▶
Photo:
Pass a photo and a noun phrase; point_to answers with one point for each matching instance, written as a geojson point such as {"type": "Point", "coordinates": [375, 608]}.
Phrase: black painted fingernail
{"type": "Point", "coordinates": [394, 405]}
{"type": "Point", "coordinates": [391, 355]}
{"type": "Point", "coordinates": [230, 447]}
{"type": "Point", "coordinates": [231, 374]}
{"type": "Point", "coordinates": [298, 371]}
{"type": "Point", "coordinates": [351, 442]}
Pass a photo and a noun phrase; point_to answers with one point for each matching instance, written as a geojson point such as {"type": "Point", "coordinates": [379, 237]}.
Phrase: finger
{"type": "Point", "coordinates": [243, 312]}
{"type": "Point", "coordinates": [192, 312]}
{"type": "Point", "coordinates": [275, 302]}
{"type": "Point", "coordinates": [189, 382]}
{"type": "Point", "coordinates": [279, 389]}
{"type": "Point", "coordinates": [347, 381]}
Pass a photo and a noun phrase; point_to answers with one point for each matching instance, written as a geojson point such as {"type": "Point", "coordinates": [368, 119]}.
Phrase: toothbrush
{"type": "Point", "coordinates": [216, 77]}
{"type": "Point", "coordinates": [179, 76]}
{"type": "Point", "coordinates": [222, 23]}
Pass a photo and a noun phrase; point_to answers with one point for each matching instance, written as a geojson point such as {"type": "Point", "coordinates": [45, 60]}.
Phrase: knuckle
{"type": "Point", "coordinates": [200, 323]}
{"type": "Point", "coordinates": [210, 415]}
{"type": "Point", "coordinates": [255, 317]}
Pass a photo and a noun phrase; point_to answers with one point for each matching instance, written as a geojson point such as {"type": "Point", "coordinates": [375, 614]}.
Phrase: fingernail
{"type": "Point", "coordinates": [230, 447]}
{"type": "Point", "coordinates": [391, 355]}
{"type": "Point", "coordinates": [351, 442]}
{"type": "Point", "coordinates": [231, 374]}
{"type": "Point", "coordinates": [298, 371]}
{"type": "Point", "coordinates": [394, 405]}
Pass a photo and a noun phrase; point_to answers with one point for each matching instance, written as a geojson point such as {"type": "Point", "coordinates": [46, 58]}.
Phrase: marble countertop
◀
_WHAT THE TASK REQUIRES_. Print all of the entries again, exactly as written.

_TASK OUTPUT_.
Photo:
Pass a photo and a noun phrase; point_to answers with one point for each matching instance, written as a geojson point such as {"type": "Point", "coordinates": [375, 608]}.
Phrase: black painted fingernail
{"type": "Point", "coordinates": [394, 405]}
{"type": "Point", "coordinates": [391, 355]}
{"type": "Point", "coordinates": [230, 447]}
{"type": "Point", "coordinates": [231, 374]}
{"type": "Point", "coordinates": [298, 371]}
{"type": "Point", "coordinates": [351, 442]}
Pass a photo and a noun phrase; point_to answers with one point for each matching instance, written as a geojson point such as {"type": "Point", "coordinates": [379, 237]}.
Phrase: finger
{"type": "Point", "coordinates": [243, 312]}
{"type": "Point", "coordinates": [192, 312]}
{"type": "Point", "coordinates": [275, 302]}
{"type": "Point", "coordinates": [189, 382]}
{"type": "Point", "coordinates": [279, 389]}
{"type": "Point", "coordinates": [347, 381]}
Pass a photo and a noun phrase; point_to answers with one point for each matching instance, written as a geojson point such as {"type": "Point", "coordinates": [368, 119]}.
Phrase: toothbrush
{"type": "Point", "coordinates": [216, 77]}
{"type": "Point", "coordinates": [179, 76]}
{"type": "Point", "coordinates": [222, 23]}
Pass a photo and a noun phrase; point_to answers with one point for each matching instance, written as a geojson point such as {"type": "Point", "coordinates": [45, 60]}.
Phrase: knuckle
{"type": "Point", "coordinates": [200, 323]}
{"type": "Point", "coordinates": [210, 415]}
{"type": "Point", "coordinates": [255, 317]}
Pass a photo and a noun phrase; point_to answers with one point for each matching instance, written as a geojson point such as {"type": "Point", "coordinates": [375, 614]}.
Phrase: fingernail
{"type": "Point", "coordinates": [230, 447]}
{"type": "Point", "coordinates": [391, 355]}
{"type": "Point", "coordinates": [351, 442]}
{"type": "Point", "coordinates": [231, 374]}
{"type": "Point", "coordinates": [298, 371]}
{"type": "Point", "coordinates": [394, 405]}
Pass a photo and a noun phrase; point_to answers with one point for each matching instance, written as a geojson point such as {"type": "Point", "coordinates": [46, 58]}.
Phrase: marble countertop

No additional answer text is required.